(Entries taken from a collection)
******************************
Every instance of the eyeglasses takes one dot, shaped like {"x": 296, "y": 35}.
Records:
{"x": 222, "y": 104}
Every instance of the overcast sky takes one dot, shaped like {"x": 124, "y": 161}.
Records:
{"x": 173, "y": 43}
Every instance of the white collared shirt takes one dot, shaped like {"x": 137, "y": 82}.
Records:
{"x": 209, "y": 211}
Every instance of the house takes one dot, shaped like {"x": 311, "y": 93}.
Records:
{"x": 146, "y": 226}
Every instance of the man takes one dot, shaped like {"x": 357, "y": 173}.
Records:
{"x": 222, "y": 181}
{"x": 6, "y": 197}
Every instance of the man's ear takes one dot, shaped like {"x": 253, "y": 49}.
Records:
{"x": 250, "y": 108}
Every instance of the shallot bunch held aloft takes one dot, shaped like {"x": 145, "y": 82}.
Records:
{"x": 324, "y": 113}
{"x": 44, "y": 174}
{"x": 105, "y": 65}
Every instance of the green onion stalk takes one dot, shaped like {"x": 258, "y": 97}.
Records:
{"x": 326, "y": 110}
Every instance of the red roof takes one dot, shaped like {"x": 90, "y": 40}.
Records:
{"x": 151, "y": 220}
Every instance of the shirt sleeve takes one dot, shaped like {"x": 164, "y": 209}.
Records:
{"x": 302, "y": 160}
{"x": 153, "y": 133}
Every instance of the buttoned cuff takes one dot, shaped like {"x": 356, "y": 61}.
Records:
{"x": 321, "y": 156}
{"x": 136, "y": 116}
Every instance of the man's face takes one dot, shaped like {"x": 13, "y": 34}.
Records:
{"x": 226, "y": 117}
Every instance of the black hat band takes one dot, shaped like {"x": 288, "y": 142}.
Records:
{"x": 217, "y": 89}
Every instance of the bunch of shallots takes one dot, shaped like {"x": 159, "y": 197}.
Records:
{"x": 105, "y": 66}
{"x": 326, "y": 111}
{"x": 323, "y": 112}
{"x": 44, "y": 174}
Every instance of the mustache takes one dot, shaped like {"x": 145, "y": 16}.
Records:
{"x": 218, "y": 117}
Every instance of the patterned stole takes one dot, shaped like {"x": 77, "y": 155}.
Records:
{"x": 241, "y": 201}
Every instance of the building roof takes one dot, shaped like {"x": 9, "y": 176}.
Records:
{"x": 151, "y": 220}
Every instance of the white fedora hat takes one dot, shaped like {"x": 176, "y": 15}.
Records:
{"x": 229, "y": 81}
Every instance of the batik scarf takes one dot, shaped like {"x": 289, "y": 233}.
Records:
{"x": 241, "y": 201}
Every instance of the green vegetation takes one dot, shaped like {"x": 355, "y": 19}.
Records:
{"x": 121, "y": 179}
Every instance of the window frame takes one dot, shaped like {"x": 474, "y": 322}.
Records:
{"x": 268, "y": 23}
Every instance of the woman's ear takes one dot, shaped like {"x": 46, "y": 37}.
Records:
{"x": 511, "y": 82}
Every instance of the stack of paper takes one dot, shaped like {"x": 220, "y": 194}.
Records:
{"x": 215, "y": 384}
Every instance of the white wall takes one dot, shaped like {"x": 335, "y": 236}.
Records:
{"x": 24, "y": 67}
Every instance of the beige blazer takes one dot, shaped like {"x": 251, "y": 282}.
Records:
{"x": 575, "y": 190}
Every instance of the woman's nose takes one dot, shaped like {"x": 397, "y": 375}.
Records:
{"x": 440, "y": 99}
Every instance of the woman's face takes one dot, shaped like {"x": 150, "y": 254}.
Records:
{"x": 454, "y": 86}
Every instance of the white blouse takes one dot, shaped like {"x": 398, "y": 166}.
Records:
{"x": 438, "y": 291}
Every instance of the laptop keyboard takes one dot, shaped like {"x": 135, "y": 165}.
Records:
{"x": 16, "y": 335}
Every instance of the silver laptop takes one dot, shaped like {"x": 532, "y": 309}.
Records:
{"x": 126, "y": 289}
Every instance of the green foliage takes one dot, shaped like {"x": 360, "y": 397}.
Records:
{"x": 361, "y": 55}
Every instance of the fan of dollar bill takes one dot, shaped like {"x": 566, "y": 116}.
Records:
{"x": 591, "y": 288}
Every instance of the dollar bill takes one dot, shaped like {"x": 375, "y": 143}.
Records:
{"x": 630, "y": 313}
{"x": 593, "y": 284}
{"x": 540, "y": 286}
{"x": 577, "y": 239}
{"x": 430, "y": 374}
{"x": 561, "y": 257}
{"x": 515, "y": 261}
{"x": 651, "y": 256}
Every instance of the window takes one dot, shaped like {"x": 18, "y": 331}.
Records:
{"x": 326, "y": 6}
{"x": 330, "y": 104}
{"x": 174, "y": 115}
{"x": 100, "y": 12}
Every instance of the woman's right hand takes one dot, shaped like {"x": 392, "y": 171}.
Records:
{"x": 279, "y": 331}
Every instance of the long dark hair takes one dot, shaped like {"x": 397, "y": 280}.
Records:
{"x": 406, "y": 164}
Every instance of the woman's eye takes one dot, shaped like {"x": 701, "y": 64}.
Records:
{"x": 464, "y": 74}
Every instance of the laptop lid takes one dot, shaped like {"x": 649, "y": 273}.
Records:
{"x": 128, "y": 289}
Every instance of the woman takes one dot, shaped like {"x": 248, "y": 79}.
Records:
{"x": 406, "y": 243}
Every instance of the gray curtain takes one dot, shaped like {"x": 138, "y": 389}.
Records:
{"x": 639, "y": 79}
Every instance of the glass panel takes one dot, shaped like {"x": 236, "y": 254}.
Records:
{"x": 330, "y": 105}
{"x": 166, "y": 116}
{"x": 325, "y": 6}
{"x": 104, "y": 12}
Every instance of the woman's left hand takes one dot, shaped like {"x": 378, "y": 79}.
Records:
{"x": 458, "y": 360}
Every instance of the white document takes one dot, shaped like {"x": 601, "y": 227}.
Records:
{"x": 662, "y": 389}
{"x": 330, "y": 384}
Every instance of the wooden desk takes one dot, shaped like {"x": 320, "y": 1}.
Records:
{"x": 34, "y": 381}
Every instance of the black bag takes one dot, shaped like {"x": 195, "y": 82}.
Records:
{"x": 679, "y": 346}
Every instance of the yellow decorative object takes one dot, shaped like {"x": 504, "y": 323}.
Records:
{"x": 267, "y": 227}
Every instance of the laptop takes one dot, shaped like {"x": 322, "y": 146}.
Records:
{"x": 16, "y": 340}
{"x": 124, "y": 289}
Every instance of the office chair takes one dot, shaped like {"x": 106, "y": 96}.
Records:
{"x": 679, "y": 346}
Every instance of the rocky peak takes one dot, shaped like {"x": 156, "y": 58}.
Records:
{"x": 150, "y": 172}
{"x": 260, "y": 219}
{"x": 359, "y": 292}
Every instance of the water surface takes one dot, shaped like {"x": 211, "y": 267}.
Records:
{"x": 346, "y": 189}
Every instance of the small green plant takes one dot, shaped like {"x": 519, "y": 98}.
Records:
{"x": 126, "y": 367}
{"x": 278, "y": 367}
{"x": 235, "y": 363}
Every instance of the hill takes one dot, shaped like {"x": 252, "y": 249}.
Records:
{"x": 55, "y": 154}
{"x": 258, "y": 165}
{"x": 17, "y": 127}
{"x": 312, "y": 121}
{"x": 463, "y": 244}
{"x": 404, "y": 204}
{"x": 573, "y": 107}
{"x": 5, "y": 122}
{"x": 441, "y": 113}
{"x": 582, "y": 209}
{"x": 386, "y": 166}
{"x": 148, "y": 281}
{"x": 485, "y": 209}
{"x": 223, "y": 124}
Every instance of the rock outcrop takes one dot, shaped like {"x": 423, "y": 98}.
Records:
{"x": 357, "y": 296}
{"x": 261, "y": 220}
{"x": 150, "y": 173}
******************************
→ **What is needed**:
Please reproduce each record precisely as written.

→ **Finished answer**:
Every instance of the eyeglasses takes one dot, shaped like {"x": 296, "y": 35}.
Records:
{"x": 222, "y": 104}
Every instance of the overcast sky takes one dot, shaped like {"x": 124, "y": 161}.
Records:
{"x": 173, "y": 43}
Every instance of the white collared shirt takes one dot, shaped like {"x": 137, "y": 82}.
Records:
{"x": 209, "y": 211}
Every instance of the house takes one dot, shaped like {"x": 311, "y": 93}.
Records:
{"x": 146, "y": 226}
Every instance of the man takes one dot, shaped like {"x": 357, "y": 173}.
Records:
{"x": 222, "y": 181}
{"x": 6, "y": 197}
Every instance of the man's ear takes one dot, shaped like {"x": 253, "y": 49}.
Records:
{"x": 250, "y": 108}
Every instance of the shallot bunch held aloft takes one dot, shaped like {"x": 145, "y": 82}.
Records:
{"x": 324, "y": 113}
{"x": 44, "y": 174}
{"x": 105, "y": 65}
Every instance of the green onion stalk takes one dot, shaped like {"x": 258, "y": 97}.
Records:
{"x": 326, "y": 110}
Every instance of the red roof takes one dot, shaped like {"x": 90, "y": 40}.
Records:
{"x": 151, "y": 220}
Every instance of the shirt sleeve takes one dot, shaped like {"x": 164, "y": 209}.
Records:
{"x": 302, "y": 160}
{"x": 153, "y": 133}
Every instance of the buttoned cuff takes one dot, shaped like {"x": 356, "y": 61}.
Records:
{"x": 321, "y": 156}
{"x": 136, "y": 116}
Every instance of the man's face takes one dot, shaped like {"x": 13, "y": 34}.
Records:
{"x": 226, "y": 117}
Every instance of the black hat band takes one dot, shaped like {"x": 288, "y": 142}.
Records:
{"x": 217, "y": 89}
Every instance of the bunch of shallots takes one dot, shaped like {"x": 159, "y": 197}.
Records:
{"x": 105, "y": 66}
{"x": 326, "y": 111}
{"x": 323, "y": 112}
{"x": 44, "y": 174}
Every instance of the mustache takes one dot, shaped like {"x": 145, "y": 16}.
Records:
{"x": 218, "y": 117}
Every instance of the patterned stole takes one dot, shaped like {"x": 77, "y": 155}.
Records:
{"x": 241, "y": 201}
Every instance of the building roof takes one dot, shaped like {"x": 9, "y": 176}.
Records:
{"x": 151, "y": 220}
Every instance of the white fedora hat takes one dot, shaped like {"x": 176, "y": 15}.
Records:
{"x": 229, "y": 81}
Every instance of the batik scarf takes one dot, shaped like {"x": 289, "y": 233}.
Records:
{"x": 241, "y": 201}
Every instance of the green vegetation takes one dot, shaped like {"x": 355, "y": 19}.
Records:
{"x": 121, "y": 179}
Every instance of the window frame takes one dot, shaped like {"x": 474, "y": 322}.
Records:
{"x": 268, "y": 23}
Every instance of the woman's ear takes one dot, shaped like {"x": 46, "y": 37}.
Records:
{"x": 511, "y": 82}
Every instance of the stack of paper takes one dot, shaped like {"x": 220, "y": 194}.
Records:
{"x": 215, "y": 384}
Every instance of the white wall takes one dot, shaped like {"x": 335, "y": 236}.
Records:
{"x": 24, "y": 67}
Every instance of the beige blazer takes one dot, shaped like {"x": 251, "y": 282}.
Records:
{"x": 575, "y": 190}
Every instance of the woman's nose takes one dot, shaped like {"x": 397, "y": 375}.
Records:
{"x": 440, "y": 99}
Every instance of the woman's face takes one dot, shaped like {"x": 150, "y": 254}.
Records:
{"x": 454, "y": 86}
Every instance of the white blouse takes one dot, shaped like {"x": 398, "y": 166}.
Records:
{"x": 438, "y": 291}
Every instance of the laptop keyboard takes one dot, shaped like {"x": 135, "y": 165}.
Records:
{"x": 16, "y": 335}
Every instance of the silver laptop takes one dot, shaped like {"x": 532, "y": 309}.
Records:
{"x": 126, "y": 289}
Every instance of the green foliage takes one dot, shaped like {"x": 360, "y": 397}.
Records:
{"x": 361, "y": 55}
Every instance of the fan of dollar bill takes one dot, shaped like {"x": 566, "y": 116}.
Records:
{"x": 591, "y": 288}
Every instance of the dollar bill takes one dot, shaped like {"x": 375, "y": 143}.
Records:
{"x": 630, "y": 313}
{"x": 593, "y": 284}
{"x": 540, "y": 286}
{"x": 577, "y": 239}
{"x": 430, "y": 374}
{"x": 561, "y": 257}
{"x": 515, "y": 261}
{"x": 651, "y": 256}
Every instance of the window takes one dot, shaped like {"x": 18, "y": 331}.
Records:
{"x": 326, "y": 6}
{"x": 330, "y": 104}
{"x": 174, "y": 115}
{"x": 100, "y": 12}
Every instance of the woman's right hand takes one dot, shaped like {"x": 392, "y": 171}.
Records:
{"x": 279, "y": 331}
Every instance of the long dark hair takes one dot, shaped like {"x": 397, "y": 280}.
Records:
{"x": 406, "y": 164}
Every instance of the woman's eye takes one dot, shaped like {"x": 701, "y": 64}.
Records:
{"x": 464, "y": 74}
Every instance of the laptop lid takes one dot, shaped like {"x": 649, "y": 273}.
Records:
{"x": 128, "y": 289}
Every instance of the woman takes one dot, shaped like {"x": 248, "y": 79}.
Records:
{"x": 406, "y": 243}
Every instance of the gray curtain takes one dot, shaped like {"x": 138, "y": 389}.
Records:
{"x": 639, "y": 79}
Every instance of the glass panel takes one dot, shaped like {"x": 236, "y": 254}.
Records:
{"x": 330, "y": 105}
{"x": 166, "y": 116}
{"x": 325, "y": 6}
{"x": 104, "y": 12}
Every instance of the woman's left hand takes one dot, shaped like {"x": 378, "y": 79}.
Records:
{"x": 458, "y": 360}
Every instance of the white document takes one dot, shaped like {"x": 601, "y": 227}.
Records:
{"x": 662, "y": 389}
{"x": 330, "y": 384}
Every instance of the wooden desk takes one dot, shaped like {"x": 320, "y": 1}.
Records:
{"x": 34, "y": 381}
Every instance of the black bag takes one dot, shaped like {"x": 195, "y": 82}.
Records:
{"x": 679, "y": 346}
Every instance of the yellow decorative object takes one dot, shaped like {"x": 504, "y": 323}.
Records:
{"x": 267, "y": 227}
Every instance of the laptop takes one dot, shaped like {"x": 322, "y": 146}.
Records:
{"x": 16, "y": 340}
{"x": 124, "y": 289}
Every instance of the office chair takes one dot, shaped like {"x": 106, "y": 96}.
Records:
{"x": 679, "y": 346}
Every instance of the rocky peak takes one dot, shaped like {"x": 156, "y": 58}.
Records:
{"x": 150, "y": 172}
{"x": 260, "y": 219}
{"x": 359, "y": 292}
Every instance of the water surface takes one dot, shaped like {"x": 211, "y": 267}.
Records:
{"x": 346, "y": 189}
Every instance of the small green plant takes one dot, shaped like {"x": 519, "y": 98}.
Records:
{"x": 126, "y": 367}
{"x": 278, "y": 367}
{"x": 235, "y": 363}
Every instance of the hill takes one dot, shaped like {"x": 252, "y": 249}.
Records:
{"x": 55, "y": 154}
{"x": 258, "y": 165}
{"x": 17, "y": 127}
{"x": 312, "y": 121}
{"x": 463, "y": 244}
{"x": 404, "y": 204}
{"x": 573, "y": 107}
{"x": 5, "y": 122}
{"x": 441, "y": 113}
{"x": 582, "y": 209}
{"x": 386, "y": 166}
{"x": 148, "y": 281}
{"x": 485, "y": 209}
{"x": 223, "y": 124}
Every instance of the rock outcrop takes one dot, shaped like {"x": 423, "y": 98}.
Records:
{"x": 357, "y": 296}
{"x": 261, "y": 220}
{"x": 150, "y": 173}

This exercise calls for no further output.